**Exercise description:**
Reproduce all of the data word for word.

**Records provided:**
Segment Open
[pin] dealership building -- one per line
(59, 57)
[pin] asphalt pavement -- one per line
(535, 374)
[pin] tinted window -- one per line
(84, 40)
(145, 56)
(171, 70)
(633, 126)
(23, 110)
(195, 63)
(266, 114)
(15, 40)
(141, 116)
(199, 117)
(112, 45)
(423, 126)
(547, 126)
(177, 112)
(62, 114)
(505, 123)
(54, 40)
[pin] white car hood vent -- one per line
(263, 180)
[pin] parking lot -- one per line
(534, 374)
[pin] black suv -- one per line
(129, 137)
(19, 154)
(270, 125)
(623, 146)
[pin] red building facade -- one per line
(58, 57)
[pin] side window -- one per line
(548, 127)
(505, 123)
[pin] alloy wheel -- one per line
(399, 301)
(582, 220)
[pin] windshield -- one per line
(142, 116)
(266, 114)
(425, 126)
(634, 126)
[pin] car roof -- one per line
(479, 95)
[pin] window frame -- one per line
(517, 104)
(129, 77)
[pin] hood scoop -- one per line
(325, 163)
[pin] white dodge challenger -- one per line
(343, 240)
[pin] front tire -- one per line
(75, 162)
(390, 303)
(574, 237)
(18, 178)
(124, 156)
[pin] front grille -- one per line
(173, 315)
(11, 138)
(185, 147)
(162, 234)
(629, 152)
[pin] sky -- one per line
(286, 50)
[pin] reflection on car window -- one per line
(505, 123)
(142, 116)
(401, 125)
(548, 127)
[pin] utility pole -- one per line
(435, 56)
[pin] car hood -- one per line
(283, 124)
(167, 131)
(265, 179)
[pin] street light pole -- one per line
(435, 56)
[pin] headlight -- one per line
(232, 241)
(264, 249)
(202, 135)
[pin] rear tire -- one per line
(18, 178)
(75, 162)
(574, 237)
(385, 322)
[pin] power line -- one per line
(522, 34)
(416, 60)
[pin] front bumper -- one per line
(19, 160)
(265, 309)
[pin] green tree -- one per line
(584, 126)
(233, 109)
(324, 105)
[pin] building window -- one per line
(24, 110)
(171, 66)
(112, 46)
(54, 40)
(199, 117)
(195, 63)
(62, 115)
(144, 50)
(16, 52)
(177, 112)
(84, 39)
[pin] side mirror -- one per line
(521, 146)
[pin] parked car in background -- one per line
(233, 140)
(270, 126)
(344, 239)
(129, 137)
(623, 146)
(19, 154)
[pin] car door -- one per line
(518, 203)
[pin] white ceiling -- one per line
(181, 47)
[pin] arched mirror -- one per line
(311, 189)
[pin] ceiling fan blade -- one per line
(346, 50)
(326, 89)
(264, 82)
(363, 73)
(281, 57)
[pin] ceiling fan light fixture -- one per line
Segment Closed
**Your solution:**
[pin] dealership building -- one per line
(59, 57)
[pin] asphalt pavement -- one per line
(535, 374)
[pin] tinted window -- one per line
(84, 40)
(145, 56)
(171, 70)
(633, 126)
(23, 110)
(195, 63)
(266, 114)
(15, 40)
(141, 116)
(199, 117)
(112, 45)
(423, 126)
(547, 126)
(177, 112)
(62, 114)
(505, 123)
(54, 40)
[pin] white car hood vent -- one per line
(263, 180)
[pin] parking lot -- one per line
(534, 374)
[pin] black suv -- one per line
(129, 137)
(19, 154)
(270, 125)
(623, 146)
[pin] red building facade -- one per line
(58, 57)
[pin] side window -- one per line
(548, 127)
(505, 123)
[pin] alloy wheel -- one per line
(399, 301)
(582, 220)
[pin] windshield -- one per line
(142, 116)
(266, 114)
(425, 126)
(634, 126)
[pin] car roof -- one per line
(479, 95)
[pin] window frame -- one per line
(517, 104)
(129, 77)
[pin] hood scoop -- one per line
(325, 163)
[pin] white dodge challenger -- one per line
(343, 240)
[pin] front tire -- one per line
(75, 162)
(390, 303)
(574, 237)
(18, 178)
(124, 156)
[pin] front grille -- one per line
(173, 315)
(11, 138)
(185, 147)
(162, 234)
(629, 152)
[pin] sky -- one per line
(286, 50)
[pin] reflection on car window -- one per line
(505, 123)
(142, 116)
(401, 125)
(548, 127)
[pin] utility pole -- one per line
(435, 56)
[pin] car hood -- one per line
(283, 124)
(167, 131)
(265, 179)
[pin] street light pole -- one per line
(435, 56)
[pin] headlight -- one per line
(232, 241)
(264, 249)
(202, 135)
[pin] rear tire -- one per line
(18, 178)
(75, 162)
(574, 237)
(385, 322)
[pin] power line -- one per line
(522, 34)
(416, 60)
[pin] front bumper -- one per line
(19, 160)
(265, 309)
[pin] green tree -- one per line
(584, 126)
(233, 109)
(324, 105)
[pin] building window -- one per line
(24, 110)
(171, 66)
(112, 46)
(54, 40)
(199, 117)
(195, 63)
(62, 115)
(144, 50)
(16, 52)
(177, 112)
(84, 39)
[pin] side mirror -- one per line
(521, 146)
[pin] parked car in background -- one per line
(233, 140)
(270, 126)
(344, 239)
(129, 137)
(623, 146)
(19, 154)
[pin] car door -- one per line
(518, 203)
[pin] white ceiling -- one per line
(181, 47)
[pin] arched mirror -- one per line
(311, 189)
[pin] ceiling fan blade -- one per line
(346, 50)
(326, 89)
(264, 82)
(363, 73)
(281, 57)
[pin] ceiling fan light fixture -- one per line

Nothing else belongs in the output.